◆ OBJECTIVE A
Answer these questions about the forum thread below, one answer per line, marked the same way:
(i) What battery level did the Sunday 3 hr block with 41 stops leave the phone at?
(ii) What total mileage did CarmenFlexDriver estimate for doing 2, 4hour blocks?
(iii) At what time does JDoey say UberX died down?

◆ DOCUMENT
● ● ● ● ●

You have a crappy phone or there's something wrong with it -- my Sunday 3 hr block with 41 stops, with photos, took my battery down to 68% with no charging except the main to/from first/last stop legs of the trip. Why aren't you using the flex GPS? It's been "good enough" for me lately.


----------



## JDoey (Mar 6, 2017)

CarmenFlexDriver said:


> No doubt mileage will vary for each situation. I calculated if I did 2, 4hour blocks my total mileage would be around 175. This includes travel miles and dead miles as I assume the OP is calculating that in his total miles driven.
> 
> But, he would need to do at least 3, 3hour blocks a day for logistics to come close to same earnings from uber. So, should be edging closer to 200 miles.
> Of course that's logistics....prime now not sure.


Yea so, this is all great info.

I'm still going through the pinned post and finishing up the videos on the flex app.

But it's days like today that maybe flex would be good.

Cause.. UberX died down 10 am. Made 100$ but now assed out.

So, I'm thinking maybe if I can pick up a block for slow days, it will balance out the income.

● ● ● ● ●

◆ RECORDS SUPPLIED
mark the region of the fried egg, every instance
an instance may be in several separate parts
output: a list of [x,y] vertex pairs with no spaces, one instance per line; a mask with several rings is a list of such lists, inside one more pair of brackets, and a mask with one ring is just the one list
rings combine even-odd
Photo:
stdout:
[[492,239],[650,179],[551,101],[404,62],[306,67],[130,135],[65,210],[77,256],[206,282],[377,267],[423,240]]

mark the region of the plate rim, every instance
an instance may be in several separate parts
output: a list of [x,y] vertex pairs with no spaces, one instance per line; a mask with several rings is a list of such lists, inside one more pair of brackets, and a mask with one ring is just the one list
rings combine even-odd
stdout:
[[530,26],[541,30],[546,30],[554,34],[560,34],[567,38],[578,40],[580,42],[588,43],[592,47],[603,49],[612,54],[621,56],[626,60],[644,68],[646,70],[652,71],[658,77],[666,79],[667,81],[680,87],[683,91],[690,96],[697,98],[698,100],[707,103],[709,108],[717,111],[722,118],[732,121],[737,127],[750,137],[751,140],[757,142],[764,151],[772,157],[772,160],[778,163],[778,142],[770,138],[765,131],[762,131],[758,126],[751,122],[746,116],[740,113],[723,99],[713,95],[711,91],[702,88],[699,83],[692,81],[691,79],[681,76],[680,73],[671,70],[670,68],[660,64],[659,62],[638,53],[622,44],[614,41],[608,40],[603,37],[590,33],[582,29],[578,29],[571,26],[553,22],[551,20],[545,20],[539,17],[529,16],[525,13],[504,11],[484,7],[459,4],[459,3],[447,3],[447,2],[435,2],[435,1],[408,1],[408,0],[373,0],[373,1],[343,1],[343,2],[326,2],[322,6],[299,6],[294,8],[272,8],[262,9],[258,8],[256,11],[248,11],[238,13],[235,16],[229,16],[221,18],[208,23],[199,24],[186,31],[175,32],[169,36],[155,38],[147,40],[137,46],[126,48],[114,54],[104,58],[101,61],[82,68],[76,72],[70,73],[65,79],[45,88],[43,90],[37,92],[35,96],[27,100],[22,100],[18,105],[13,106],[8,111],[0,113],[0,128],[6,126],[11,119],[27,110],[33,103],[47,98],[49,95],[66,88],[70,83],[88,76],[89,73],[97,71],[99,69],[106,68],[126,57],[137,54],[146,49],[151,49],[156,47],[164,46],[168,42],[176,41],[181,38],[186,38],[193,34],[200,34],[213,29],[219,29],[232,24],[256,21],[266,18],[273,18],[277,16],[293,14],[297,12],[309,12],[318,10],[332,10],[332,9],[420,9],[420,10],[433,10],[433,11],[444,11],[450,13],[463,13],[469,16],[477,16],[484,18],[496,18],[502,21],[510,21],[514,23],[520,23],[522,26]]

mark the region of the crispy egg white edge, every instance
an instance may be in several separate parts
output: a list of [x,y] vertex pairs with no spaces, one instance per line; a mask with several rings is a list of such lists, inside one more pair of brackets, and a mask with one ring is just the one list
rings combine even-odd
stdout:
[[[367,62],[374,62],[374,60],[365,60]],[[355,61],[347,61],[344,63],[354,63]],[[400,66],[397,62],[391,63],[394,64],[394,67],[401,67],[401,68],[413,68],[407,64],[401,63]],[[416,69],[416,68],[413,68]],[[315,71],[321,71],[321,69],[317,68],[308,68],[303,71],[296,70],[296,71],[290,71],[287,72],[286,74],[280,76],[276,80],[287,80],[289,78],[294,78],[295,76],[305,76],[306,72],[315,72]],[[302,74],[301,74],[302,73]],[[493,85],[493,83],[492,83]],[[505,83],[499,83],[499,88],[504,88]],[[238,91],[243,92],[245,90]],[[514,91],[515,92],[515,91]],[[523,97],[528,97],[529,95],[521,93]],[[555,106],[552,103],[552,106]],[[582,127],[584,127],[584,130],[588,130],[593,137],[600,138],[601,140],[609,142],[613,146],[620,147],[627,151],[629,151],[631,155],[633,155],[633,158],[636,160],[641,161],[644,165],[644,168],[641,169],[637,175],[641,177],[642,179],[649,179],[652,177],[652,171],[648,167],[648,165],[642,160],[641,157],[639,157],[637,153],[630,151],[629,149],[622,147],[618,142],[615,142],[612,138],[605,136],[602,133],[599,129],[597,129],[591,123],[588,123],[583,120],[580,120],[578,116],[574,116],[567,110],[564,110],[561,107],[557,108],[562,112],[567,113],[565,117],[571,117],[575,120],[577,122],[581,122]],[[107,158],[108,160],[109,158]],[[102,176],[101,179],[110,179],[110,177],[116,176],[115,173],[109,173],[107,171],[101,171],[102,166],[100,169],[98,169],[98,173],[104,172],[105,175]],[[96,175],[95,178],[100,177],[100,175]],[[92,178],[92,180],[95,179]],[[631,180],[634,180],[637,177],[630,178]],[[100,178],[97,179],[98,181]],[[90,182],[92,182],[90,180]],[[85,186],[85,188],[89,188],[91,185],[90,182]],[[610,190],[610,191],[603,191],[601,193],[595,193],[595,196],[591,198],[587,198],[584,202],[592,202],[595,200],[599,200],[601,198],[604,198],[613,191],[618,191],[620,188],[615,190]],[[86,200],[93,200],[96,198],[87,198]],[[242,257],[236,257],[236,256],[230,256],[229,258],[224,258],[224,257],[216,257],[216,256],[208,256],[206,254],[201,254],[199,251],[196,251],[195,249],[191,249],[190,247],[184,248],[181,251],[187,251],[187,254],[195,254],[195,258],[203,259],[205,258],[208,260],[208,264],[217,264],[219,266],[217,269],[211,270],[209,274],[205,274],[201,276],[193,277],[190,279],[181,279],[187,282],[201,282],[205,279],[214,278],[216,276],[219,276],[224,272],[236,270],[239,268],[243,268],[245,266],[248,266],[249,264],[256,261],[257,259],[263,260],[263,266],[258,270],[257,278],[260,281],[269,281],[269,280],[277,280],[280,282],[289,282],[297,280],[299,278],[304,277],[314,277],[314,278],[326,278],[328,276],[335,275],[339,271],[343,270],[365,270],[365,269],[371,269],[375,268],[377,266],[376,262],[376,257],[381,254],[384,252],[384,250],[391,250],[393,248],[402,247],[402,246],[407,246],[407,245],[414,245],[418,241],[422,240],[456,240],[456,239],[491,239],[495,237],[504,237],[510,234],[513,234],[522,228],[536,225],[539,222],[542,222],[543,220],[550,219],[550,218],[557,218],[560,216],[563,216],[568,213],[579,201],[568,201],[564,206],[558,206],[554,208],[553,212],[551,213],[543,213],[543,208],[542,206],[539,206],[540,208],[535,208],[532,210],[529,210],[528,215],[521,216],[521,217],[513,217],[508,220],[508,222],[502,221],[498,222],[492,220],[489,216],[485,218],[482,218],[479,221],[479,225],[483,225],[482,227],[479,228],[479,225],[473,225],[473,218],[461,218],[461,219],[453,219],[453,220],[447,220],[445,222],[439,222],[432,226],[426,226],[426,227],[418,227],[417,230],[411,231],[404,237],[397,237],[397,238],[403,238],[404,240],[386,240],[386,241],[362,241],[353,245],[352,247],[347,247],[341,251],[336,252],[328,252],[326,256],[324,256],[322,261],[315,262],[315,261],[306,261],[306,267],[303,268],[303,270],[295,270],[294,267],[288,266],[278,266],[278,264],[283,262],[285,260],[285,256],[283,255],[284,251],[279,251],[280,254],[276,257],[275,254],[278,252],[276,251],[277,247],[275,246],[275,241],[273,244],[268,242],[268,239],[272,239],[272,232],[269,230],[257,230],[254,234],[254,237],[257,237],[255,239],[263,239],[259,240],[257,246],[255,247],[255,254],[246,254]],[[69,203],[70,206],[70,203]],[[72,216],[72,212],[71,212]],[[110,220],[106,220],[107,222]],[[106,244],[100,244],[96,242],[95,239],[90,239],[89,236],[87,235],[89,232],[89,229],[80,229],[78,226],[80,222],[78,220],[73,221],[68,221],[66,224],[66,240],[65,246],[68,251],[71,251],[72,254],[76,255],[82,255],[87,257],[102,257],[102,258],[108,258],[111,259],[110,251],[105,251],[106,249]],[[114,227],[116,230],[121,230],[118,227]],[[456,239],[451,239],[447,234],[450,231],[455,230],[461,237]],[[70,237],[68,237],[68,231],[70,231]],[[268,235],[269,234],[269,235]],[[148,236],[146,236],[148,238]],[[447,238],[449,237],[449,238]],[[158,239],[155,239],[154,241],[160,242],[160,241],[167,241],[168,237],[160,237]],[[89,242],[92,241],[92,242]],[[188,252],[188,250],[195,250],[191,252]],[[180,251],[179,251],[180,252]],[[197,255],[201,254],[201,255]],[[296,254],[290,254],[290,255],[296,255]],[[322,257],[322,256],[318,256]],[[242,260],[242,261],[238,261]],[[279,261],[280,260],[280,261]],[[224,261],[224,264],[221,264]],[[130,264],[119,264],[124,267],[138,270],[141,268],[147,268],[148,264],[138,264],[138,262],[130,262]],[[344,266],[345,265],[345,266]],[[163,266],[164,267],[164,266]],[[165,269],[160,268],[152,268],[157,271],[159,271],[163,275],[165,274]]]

● ● ● ● ●

◆ OBJECTIVE B
How many lines of the listing contain the string "every"? Reply with the number alone.

◆ REPLY A
(i) 68%
(ii) Around 175 miles
(iii) 10 am

◆ REPLY B
3